__TASK DETAILS__:
Lay out every line of the records below as a Markdown table with the columns Row and Line. Number the rows in order and leave out blank lines.

━━━ RECORD SET ━━━

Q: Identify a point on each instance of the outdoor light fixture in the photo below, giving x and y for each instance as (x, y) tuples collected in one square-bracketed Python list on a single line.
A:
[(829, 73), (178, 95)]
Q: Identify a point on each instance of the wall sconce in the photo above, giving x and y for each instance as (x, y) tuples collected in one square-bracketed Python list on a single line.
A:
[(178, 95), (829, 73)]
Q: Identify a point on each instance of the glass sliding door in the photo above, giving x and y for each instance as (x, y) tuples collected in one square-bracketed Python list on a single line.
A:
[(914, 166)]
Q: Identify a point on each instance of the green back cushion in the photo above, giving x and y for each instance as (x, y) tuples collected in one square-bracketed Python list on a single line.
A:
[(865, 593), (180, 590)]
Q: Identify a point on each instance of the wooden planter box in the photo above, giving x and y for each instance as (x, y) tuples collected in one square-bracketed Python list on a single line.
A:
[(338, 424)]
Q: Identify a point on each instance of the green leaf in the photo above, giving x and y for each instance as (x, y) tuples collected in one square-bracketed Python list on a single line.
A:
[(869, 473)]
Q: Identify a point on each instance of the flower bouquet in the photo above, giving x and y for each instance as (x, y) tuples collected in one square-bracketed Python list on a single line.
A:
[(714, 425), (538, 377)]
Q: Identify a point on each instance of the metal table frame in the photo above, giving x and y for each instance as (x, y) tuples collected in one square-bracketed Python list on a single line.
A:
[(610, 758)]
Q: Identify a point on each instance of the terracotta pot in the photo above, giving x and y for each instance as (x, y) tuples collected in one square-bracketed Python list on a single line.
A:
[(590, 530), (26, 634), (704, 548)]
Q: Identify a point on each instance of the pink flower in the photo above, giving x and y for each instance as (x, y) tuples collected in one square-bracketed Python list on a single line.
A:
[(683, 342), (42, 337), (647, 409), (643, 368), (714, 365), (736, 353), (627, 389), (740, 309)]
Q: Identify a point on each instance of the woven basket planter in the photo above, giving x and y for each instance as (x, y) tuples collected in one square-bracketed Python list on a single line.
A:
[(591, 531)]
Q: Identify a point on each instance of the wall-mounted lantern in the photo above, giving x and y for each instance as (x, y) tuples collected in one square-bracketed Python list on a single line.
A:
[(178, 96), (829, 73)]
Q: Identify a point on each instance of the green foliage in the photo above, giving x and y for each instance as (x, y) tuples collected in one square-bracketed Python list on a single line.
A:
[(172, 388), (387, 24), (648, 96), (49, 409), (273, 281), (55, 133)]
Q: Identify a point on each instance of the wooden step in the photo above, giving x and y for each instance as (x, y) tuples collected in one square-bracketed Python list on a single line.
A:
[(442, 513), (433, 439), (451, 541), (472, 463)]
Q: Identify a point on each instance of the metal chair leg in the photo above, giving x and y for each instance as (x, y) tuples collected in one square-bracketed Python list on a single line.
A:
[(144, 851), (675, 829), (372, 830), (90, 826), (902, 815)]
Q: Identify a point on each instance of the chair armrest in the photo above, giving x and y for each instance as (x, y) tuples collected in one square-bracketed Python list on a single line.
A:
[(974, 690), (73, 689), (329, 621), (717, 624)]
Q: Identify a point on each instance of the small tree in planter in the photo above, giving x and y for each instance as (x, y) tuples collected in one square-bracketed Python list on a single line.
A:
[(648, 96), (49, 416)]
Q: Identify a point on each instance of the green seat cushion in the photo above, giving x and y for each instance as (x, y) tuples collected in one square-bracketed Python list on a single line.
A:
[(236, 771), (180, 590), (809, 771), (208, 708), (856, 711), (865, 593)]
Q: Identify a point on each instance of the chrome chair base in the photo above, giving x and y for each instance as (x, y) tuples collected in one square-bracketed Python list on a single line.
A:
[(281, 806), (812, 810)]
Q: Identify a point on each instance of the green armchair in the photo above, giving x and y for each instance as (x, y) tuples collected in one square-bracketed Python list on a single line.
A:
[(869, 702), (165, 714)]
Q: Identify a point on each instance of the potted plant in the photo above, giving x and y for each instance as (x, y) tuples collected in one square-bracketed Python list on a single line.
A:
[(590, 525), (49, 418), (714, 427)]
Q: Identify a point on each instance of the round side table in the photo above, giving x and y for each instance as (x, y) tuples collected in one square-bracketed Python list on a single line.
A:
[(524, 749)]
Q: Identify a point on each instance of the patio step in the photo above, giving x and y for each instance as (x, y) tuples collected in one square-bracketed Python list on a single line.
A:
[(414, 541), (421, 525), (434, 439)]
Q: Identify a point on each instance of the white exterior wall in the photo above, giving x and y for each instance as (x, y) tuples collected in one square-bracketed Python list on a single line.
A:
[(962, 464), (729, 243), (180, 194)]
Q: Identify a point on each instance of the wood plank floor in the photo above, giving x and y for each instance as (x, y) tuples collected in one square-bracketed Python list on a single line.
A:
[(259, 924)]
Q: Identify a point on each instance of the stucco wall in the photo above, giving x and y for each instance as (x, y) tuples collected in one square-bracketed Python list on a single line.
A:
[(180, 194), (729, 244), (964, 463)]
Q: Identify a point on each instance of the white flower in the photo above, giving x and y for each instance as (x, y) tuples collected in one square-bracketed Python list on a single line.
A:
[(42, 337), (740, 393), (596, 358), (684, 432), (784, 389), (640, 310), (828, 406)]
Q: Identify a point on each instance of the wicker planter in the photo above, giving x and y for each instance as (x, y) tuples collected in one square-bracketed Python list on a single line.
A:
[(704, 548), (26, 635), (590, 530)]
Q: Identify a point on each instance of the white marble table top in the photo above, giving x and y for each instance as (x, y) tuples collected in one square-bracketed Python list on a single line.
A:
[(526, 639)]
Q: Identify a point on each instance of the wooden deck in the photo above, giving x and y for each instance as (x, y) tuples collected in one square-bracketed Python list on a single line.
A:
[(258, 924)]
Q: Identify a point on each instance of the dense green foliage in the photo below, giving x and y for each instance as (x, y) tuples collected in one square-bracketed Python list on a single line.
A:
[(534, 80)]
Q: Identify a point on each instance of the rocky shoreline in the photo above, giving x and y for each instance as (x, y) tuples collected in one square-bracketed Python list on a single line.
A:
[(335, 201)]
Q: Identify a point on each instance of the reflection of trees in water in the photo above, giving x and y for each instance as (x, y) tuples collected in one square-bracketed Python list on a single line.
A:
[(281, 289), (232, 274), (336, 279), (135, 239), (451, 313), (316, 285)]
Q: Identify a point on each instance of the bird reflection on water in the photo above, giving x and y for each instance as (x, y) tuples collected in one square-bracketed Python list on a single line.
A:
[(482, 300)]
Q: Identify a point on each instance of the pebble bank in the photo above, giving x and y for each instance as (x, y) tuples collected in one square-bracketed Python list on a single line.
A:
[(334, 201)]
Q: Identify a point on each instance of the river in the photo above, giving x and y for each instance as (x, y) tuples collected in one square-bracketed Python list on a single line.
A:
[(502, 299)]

━━━

__COMPLETE OUTPUT__:
| Row | Line |
|---|---|
| 1 | Q: Identify a point on each instance of the outdoor light fixture in the photo below, giving x and y for each instance as (x, y) tuples collected in one square-bracketed Python list on a single line. |
| 2 | A: |
| 3 | [(829, 73), (178, 95)] |
| 4 | Q: Identify a point on each instance of the wall sconce in the photo above, giving x and y for each instance as (x, y) tuples collected in one square-bracketed Python list on a single line. |
| 5 | A: |
| 6 | [(178, 95), (829, 73)] |
| 7 | Q: Identify a point on each instance of the glass sliding door in the photo above, giving x and y for each instance as (x, y) tuples collected in one square-bracketed Python list on a single line. |
| 8 | A: |
| 9 | [(914, 166)] |
| 10 | Q: Identify a point on each instance of the green back cushion in the photo above, giving x and y for each instance as (x, y) tuples collected in one square-bracketed Python list on a single line. |
| 11 | A: |
| 12 | [(865, 593), (180, 590)] |
| 13 | Q: Identify a point on each instance of the wooden planter box in the photo above, giving x and y for each instance as (x, y) tuples collected in one square-bracketed Python list on a single line. |
| 14 | A: |
| 15 | [(338, 424)] |
| 16 | Q: Identify a point on each instance of the green leaf in the photo above, giving x and y for each instance as (x, y) tuples collected in one square-bracketed Python list on a single line. |
| 17 | A: |
| 18 | [(869, 473)] |
| 19 | Q: Identify a point on each instance of the flower bouquet in the photo above, giving x and y for each instance as (x, y) tuples collected in one square-bracketed Python list on a single line. |
| 20 | A: |
| 21 | [(714, 425), (538, 377)] |
| 22 | Q: Identify a point on each instance of the metal table frame in the photo above, giving x and y for each instance as (x, y) tuples collected in one square-bracketed Python list on a single line. |
| 23 | A: |
| 24 | [(610, 758)] |
| 25 | Q: Identify a point on each instance of the terracotta pot in the photo above, giving x and y for each instance as (x, y) tuples collected in one square-bracketed Python list on a single line. |
| 26 | A: |
| 27 | [(590, 530), (26, 634), (704, 548)] |
| 28 | Q: Identify a point on each instance of the pink flower in the photo above, giving x and y for each instance as (x, y) tuples collected in one square-bracketed Python list on a single line. |
| 29 | A: |
| 30 | [(683, 342), (42, 337), (647, 409), (643, 368), (714, 365), (736, 353), (627, 389), (740, 309)] |
| 31 | Q: Identify a point on each instance of the woven basket planter in the photo above, giving x and y for each instance as (x, y) tuples collected in one square-bracketed Python list on a single line. |
| 32 | A: |
| 33 | [(591, 531)] |
| 34 | Q: Identify a point on each instance of the wall-mounted lantern in the photo above, giving x and y for each instance as (x, y) tuples collected in one square-bracketed Python list on a single line. |
| 35 | A: |
| 36 | [(178, 96), (829, 73)] |
| 37 | Q: Identify a point on each instance of the green foliage in the photo above, giving x and y for each instance as (x, y) tuples collected in one square-bracketed Python list on a single line. |
| 38 | A: |
| 39 | [(172, 388), (387, 24), (648, 96), (49, 409), (273, 281), (55, 133)] |
| 40 | Q: Identify a point on each instance of the wooden step in the photo above, giving x and y for each instance as (x, y) tuples collected in one square-bracketed Python list on a single line. |
| 41 | A: |
| 42 | [(442, 513), (433, 439), (451, 541), (472, 463)] |
| 43 | Q: Identify a point on each instance of the metal chair leg in the photo above, giving x and y for each instance as (x, y) tuples collected in one square-bracketed Python list on a single line. |
| 44 | A: |
| 45 | [(144, 851), (675, 829), (372, 830), (90, 826), (902, 815)] |
| 46 | Q: Identify a point on each instance of the chair armrest in the photo above, giving x and y for each instance as (x, y) tuples collected in one square-bracketed Python list on a single line. |
| 47 | A: |
| 48 | [(974, 690), (73, 689), (329, 621), (717, 624)] |
| 49 | Q: Identify a point on each instance of the small tree in planter in the photo above, giving x and y for each instance as (x, y) tuples collected in one square-bracketed Python list on a single line. |
| 50 | A: |
| 51 | [(648, 96), (49, 416)] |
| 52 | Q: Identify a point on each instance of the green seat cushion in the photo above, giving x and y for each instance as (x, y) tuples collected in one square-bracketed Python list on a single line. |
| 53 | A: |
| 54 | [(236, 771), (180, 590), (809, 771), (208, 708), (856, 711), (865, 593)] |
| 55 | Q: Identify a point on each instance of the chrome chair base in the photo above, giving x and y for each instance as (x, y) tuples collected in one square-bracketed Python list on a single line. |
| 56 | A: |
| 57 | [(281, 806), (812, 810)] |
| 58 | Q: Identify a point on each instance of the green armchair in the photo above, giving x and y for each instance as (x, y) tuples collected in one square-bracketed Python list on a single line. |
| 59 | A: |
| 60 | [(869, 702), (165, 714)] |
| 61 | Q: Identify a point on each instance of the potted plant in the photo above, giving x and y for each instance as (x, y) tuples collected in one square-bracketed Python list on a single line. |
| 62 | A: |
| 63 | [(590, 525), (49, 418), (714, 427)] |
| 64 | Q: Identify a point on each instance of the round side table in the photo above, giving x and y for each instance as (x, y) tuples collected in one square-bracketed Python list on a single line. |
| 65 | A: |
| 66 | [(524, 749)] |
| 67 | Q: Identify a point on each instance of the patio step in the photo above, giving x and y for each instance as (x, y) tuples collected in one square-bracketed Python list on a single line. |
| 68 | A: |
| 69 | [(414, 541), (421, 525), (434, 439)] |
| 70 | Q: Identify a point on each instance of the white exterior wall in the photo above, giving x and y for each instance as (x, y) tuples collected in one square-bracketed Python list on a single line. |
| 71 | A: |
| 72 | [(962, 464), (729, 243), (180, 194)] |
| 73 | Q: Identify a point on each instance of the wood plank floor in the photo above, giving x and y for each instance as (x, y) tuples collected in one square-bracketed Python list on a single line. |
| 74 | A: |
| 75 | [(259, 924)] |
| 76 | Q: Identify a point on each instance of the stucco wall in the photo above, giving x and y for each instance as (x, y) tuples collected in one square-bracketed Python list on a single line. |
| 77 | A: |
| 78 | [(180, 194), (729, 244), (964, 463)] |
| 79 | Q: Identify a point on each instance of the white flower in the photo above, giving x and y for each instance as (x, y) tuples collected in one square-bracketed Python list on a single line. |
| 80 | A: |
| 81 | [(42, 337), (740, 393), (596, 358), (684, 432), (784, 389), (640, 310), (828, 406)] |
| 82 | Q: Identify a point on each instance of the wicker planter in the photo above, giving x and y for each instance as (x, y) tuples collected in one square-bracketed Python list on a single line. |
| 83 | A: |
| 84 | [(704, 548), (26, 635), (590, 530)] |
| 85 | Q: Identify a point on each instance of the white marble table top in the photo above, giving x and y for each instance as (x, y) tuples collected in one square-bracketed Python list on a single line. |
| 86 | A: |
| 87 | [(526, 639)] |
| 88 | Q: Identify a point on each instance of the wooden deck in the photo above, giving x and y for each instance as (x, y) tuples collected in one square-bracketed Python list on a single line. |
| 89 | A: |
| 90 | [(258, 924)] |
| 91 | Q: Identify a point on each instance of the dense green foliage in the photo below, giving x and y for each instance as (x, y) tuples collected in one square-bracketed Python list on a single line. |
| 92 | A: |
| 93 | [(534, 80)] |
| 94 | Q: Identify a point on each instance of the rocky shoreline in the photo above, giving x and y for each instance as (x, y) tuples collected in one square-bracketed Python list on a single line. |
| 95 | A: |
| 96 | [(335, 201)] |
| 97 | Q: Identify a point on each instance of the reflection of trees in water in the photo above, giving x and y for each instance as (x, y) tuples collected in one square-bracketed Python list on a single line. |
| 98 | A: |
| 99 | [(281, 289), (232, 274), (336, 279), (135, 239), (451, 313), (316, 285)] |
| 100 | Q: Identify a point on each instance of the bird reflection on water in the photo above, giving x and y for each instance as (x, y) tuples collected in one square-bracketed Python list on a single line. |
| 101 | A: |
| 102 | [(482, 300)] |
| 103 | Q: Identify a point on each instance of the pebble bank in the photo above, giving x and y for each instance as (x, y) tuples collected in one square-bracketed Python list on a single line. |
| 104 | A: |
| 105 | [(334, 201)] |
| 106 | Q: Identify a point on each instance of the river in the photo above, giving x and y for each instance as (x, y) tuples collected in one square-bracketed Python list on a single line. |
| 107 | A: |
| 108 | [(502, 299)] |